Selected passage =>
--- Begin ---

Do emulators nullify randomization routines?

[accousticguitar]

Since they often get their seed from the 2600 hardware chips.

[+batari]

Since they often get their seed from the 2600 hardware chips.

I don't know what z26 does. But Stella works in some cases and not in others. I've tried to read INTIM on startup and it doesn't get a random value in Stella. On real hardware, it seems to work, however.

 

But Berzerk (which also reads the RIOT on startup) works in Stella.

[accousticguitar]

Sounds like I will have to try it out on real hardware to know for sure if it works or not. Thanks for the reply.

[TROGDOR]

The best way I've found to keep a random number generator truly random (or at least make it non-deterministic from the perspective of the user) is to incorporate user input as a seed.

 

For example, in Hunt the Wumpus, I pull a bit out of the random number generator every frame, whether I need it or not. This changes the state of the random number buffer every frame. Then, when the user finally presses the button to start the first game, the game will essentially be seeded by how long the user took to start the game from when the system powered up. So if the user waited 600 frames to start the game, the maze will be completely different than if the user waited 601 frames to start the game. If I didn't do this, the first game would always have the same "random" maze.

 

This has the added benefit that the game will behave exactly the same on an emulator as it does on the real hardware, since nothing in the code is dependent on the initial state of the hardware.

 

The user could potentially cheat this system by holding down the button to start the game immediately on the first frame as the game starts up, but even that can be prevented by only allowing the game to start on the transition of the joystick button (where the previous frame the button is up and the current frame the button is down), rather than just checking if the button is down.

Edited January 25, 2008 by TROGDOR

[supercat]

The best way I've found to keep a random number generator truly random (or at least make it non-deterministic from the perspective of the user) is to incorporate user input as a seed.

 

On a real system, it's possible to read a joystick button with fine timing granularity if one has time within the kernel. On Z26, however, it seems the button is only sampled once per emulated frame.

[TROGDOR]

The best way I've found to keep a random number generator truly random (or at least make it non-deterministic from the perspective of the user) is to incorporate user input as a seed.

 

On a real system, it's possible to read a joystick button with fine timing granularity if one has time within the kernel. On Z26, however, it seems the button is only sampled once per emulated frame.

This seeding technique doesn't require intra-frame joystick reading granularity. Joystick polling is done normally, once per frame. The main idea is that a random number of frames will pass before the user starts the game, so it's a great way to seed the random number generator. 60Hz granularity is fine enough that a human won't be able to reliably "pick" a particular starting frame.

Edited January 25, 2008 by TROGDOR

[supercat]

60Hz granularity is fine enough that a human won't be able to reliably "pick" a particular starting frame.

 

If the person hits the start button sometime between 1/10 and 1/5 second after launching the game, there are only going to be about six different starting values with granularity 1/60. On a real system, sampling at the beginning and end of each displayed frame will double the number of possible starting mazes.

--- End ---

What you will do =>
A. In the forum thread about emulators and randomization, how often does Z26 seem to sample the joystick button?
B. Rewrite the stretch of the forum thread from "But Berzerk (which" through "for the reply.", replacing "real hardware" with "actual hardware".

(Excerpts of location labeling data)
--- Begin ---

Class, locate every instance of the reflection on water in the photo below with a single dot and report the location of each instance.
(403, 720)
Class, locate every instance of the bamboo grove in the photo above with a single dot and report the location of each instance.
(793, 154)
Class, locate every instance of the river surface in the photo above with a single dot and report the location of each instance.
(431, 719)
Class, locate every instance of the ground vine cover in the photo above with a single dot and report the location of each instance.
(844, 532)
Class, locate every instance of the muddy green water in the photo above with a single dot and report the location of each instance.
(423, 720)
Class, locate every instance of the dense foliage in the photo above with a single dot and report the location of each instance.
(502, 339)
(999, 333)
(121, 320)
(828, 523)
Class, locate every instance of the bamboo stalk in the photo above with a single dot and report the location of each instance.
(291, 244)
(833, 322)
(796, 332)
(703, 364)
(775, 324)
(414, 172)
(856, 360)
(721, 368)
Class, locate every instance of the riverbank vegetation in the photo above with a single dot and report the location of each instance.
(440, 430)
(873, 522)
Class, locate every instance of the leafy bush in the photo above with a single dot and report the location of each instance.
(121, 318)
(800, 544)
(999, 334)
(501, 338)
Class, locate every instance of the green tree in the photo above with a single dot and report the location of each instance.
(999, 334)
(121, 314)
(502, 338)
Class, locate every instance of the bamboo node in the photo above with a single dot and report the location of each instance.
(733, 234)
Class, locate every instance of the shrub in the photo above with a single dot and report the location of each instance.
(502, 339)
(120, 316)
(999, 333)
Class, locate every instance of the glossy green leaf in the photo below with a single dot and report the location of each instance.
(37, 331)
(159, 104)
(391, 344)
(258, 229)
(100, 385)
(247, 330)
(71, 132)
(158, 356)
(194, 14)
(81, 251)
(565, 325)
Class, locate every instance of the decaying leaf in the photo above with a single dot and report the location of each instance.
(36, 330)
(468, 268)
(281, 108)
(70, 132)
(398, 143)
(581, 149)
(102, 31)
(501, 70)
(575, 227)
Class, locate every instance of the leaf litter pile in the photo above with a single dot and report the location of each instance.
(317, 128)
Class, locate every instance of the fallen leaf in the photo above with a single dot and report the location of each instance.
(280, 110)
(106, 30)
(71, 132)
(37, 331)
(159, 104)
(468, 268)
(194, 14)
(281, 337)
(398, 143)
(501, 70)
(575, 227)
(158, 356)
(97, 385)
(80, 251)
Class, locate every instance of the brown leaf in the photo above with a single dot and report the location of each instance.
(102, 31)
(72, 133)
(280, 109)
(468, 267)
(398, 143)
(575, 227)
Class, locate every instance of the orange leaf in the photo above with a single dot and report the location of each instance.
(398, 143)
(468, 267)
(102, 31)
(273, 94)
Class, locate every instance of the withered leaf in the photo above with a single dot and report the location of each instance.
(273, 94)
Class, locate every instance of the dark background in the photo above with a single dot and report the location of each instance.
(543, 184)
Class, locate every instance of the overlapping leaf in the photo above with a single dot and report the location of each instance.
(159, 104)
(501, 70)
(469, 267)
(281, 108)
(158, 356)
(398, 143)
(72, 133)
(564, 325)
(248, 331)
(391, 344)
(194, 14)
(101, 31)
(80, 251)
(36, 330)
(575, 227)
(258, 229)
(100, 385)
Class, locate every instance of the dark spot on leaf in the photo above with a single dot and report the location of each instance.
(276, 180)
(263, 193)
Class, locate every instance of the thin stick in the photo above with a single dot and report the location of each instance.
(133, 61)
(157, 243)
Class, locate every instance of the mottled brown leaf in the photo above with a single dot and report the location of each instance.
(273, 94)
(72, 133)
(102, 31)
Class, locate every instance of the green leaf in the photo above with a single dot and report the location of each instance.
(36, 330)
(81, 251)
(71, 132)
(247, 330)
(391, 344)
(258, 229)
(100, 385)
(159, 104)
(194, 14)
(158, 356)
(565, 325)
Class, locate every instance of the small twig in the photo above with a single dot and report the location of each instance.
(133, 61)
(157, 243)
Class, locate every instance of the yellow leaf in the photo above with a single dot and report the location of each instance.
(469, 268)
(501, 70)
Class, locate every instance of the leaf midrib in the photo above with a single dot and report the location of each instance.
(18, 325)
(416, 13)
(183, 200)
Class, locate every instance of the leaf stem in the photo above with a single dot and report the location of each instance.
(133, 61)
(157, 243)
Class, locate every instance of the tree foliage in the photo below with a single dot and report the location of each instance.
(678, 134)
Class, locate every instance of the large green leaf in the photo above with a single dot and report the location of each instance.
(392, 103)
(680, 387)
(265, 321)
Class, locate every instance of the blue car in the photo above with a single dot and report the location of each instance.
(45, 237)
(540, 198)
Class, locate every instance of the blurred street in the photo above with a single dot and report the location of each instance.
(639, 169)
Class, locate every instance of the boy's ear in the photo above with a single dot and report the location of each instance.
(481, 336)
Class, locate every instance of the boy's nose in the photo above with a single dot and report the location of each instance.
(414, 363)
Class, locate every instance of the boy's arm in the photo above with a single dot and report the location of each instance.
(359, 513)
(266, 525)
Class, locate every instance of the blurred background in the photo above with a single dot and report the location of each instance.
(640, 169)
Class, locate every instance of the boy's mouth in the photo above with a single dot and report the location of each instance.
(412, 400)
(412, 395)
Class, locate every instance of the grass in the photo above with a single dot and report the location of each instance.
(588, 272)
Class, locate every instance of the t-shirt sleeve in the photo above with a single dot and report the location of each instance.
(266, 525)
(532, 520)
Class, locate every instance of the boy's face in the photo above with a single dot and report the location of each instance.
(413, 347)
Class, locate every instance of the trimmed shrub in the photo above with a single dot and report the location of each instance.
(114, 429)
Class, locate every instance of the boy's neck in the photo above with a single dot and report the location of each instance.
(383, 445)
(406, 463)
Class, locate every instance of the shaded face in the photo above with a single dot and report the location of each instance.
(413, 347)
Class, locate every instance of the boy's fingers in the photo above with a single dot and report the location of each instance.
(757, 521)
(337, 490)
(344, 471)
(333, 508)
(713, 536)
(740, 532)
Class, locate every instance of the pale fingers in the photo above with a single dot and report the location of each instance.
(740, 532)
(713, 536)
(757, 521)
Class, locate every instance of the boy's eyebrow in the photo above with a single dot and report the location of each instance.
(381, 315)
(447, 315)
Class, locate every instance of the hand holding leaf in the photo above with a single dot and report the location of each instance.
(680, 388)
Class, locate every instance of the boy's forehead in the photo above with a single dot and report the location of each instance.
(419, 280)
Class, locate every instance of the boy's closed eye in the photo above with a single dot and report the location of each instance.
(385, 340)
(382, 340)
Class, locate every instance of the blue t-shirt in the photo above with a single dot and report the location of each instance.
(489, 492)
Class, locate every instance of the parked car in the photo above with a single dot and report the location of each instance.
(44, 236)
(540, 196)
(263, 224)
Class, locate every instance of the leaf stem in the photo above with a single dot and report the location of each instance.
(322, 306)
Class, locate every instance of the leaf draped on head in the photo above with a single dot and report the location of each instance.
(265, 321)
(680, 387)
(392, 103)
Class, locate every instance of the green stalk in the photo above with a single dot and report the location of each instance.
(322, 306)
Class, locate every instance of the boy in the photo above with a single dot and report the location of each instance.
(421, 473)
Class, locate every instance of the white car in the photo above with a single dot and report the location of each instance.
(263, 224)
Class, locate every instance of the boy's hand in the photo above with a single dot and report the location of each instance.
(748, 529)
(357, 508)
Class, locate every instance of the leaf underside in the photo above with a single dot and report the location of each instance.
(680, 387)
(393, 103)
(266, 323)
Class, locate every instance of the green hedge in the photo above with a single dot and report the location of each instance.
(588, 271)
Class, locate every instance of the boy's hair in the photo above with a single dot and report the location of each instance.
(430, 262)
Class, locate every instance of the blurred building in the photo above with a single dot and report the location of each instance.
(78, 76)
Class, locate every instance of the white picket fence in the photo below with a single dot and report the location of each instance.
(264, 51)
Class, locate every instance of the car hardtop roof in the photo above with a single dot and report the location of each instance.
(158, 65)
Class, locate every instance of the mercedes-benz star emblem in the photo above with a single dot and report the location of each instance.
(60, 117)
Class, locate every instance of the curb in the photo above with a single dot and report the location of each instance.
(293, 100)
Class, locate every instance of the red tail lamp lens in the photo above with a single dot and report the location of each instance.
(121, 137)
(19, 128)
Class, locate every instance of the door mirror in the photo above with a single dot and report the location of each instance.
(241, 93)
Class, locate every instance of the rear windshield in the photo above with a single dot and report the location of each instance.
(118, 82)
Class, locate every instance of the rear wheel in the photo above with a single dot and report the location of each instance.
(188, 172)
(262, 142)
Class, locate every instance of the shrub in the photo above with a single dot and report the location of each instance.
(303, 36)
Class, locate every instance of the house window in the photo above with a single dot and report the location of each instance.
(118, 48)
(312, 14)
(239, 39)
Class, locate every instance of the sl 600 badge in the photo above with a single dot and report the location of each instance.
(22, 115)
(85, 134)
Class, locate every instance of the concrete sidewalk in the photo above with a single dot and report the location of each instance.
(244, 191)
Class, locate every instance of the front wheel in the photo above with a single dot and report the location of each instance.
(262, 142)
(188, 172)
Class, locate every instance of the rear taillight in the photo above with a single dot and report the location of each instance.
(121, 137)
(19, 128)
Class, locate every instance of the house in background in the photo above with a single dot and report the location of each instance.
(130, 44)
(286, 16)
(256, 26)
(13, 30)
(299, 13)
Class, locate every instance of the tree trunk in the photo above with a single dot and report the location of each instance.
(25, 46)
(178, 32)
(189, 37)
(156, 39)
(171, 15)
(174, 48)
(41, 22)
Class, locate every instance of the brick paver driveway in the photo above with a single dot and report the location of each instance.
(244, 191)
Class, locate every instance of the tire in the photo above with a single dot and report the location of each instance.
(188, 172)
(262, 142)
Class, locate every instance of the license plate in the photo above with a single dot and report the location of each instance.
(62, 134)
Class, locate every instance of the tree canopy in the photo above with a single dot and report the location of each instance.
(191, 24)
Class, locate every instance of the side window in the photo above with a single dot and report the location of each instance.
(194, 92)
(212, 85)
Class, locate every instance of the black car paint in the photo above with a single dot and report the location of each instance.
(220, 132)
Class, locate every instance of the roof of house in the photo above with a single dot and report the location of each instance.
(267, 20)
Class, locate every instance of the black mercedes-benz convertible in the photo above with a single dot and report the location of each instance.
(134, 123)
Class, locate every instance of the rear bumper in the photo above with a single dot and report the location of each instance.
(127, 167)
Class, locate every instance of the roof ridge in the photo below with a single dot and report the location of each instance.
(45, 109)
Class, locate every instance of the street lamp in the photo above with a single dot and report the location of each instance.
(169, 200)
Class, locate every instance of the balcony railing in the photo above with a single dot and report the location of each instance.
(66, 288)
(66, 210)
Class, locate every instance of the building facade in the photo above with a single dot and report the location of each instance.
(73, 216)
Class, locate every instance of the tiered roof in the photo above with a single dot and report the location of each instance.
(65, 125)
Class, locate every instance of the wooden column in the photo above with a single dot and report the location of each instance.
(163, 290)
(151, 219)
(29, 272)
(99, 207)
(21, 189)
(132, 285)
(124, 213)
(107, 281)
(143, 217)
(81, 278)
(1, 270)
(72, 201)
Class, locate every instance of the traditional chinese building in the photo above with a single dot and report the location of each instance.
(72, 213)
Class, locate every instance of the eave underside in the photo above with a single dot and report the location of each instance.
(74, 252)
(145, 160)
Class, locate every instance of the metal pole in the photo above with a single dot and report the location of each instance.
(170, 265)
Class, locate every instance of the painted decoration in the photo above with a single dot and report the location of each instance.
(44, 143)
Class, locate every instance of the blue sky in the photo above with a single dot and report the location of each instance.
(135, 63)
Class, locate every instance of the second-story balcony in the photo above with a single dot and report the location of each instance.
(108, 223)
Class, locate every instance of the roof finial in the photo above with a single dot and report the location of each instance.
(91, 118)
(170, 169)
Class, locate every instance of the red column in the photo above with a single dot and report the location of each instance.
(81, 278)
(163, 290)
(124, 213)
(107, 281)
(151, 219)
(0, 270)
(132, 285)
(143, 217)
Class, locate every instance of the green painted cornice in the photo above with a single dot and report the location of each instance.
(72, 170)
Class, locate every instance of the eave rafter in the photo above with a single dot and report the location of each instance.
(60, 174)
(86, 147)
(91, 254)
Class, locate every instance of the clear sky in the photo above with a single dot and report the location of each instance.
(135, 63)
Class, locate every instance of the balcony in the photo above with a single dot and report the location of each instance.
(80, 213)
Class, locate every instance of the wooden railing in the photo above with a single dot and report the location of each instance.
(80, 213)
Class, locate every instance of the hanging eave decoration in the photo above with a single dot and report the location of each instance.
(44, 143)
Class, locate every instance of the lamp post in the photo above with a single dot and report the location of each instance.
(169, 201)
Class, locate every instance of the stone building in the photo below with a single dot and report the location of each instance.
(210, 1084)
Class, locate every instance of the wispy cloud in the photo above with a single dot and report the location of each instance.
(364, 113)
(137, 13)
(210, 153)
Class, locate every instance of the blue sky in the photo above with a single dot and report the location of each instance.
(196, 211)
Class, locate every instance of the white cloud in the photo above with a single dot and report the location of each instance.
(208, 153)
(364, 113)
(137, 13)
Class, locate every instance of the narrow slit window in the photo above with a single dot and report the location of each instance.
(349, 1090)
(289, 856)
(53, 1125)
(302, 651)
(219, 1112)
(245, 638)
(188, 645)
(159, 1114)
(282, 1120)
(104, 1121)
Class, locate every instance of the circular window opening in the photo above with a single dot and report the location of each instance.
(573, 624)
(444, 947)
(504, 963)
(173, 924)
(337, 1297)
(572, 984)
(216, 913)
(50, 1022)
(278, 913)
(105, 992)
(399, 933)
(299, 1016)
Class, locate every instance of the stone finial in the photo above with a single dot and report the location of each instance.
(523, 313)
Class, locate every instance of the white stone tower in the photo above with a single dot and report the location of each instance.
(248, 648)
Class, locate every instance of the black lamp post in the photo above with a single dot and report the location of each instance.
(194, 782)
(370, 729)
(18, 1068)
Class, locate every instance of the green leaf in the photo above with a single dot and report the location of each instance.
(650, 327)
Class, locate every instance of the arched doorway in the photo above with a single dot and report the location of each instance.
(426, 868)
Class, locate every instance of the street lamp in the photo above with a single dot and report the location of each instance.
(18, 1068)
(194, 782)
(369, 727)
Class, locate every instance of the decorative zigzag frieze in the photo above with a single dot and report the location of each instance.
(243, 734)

--- End ---

Task-by-task solutions =>
A. Once per emulated frame.

B.
But Berzerk (which also reads the RIOT on startup) works in Stella.

[accousticguitar]

Sounds like I will have to try it out on actual hardware to know for sure if it works or not. Thanks for the reply.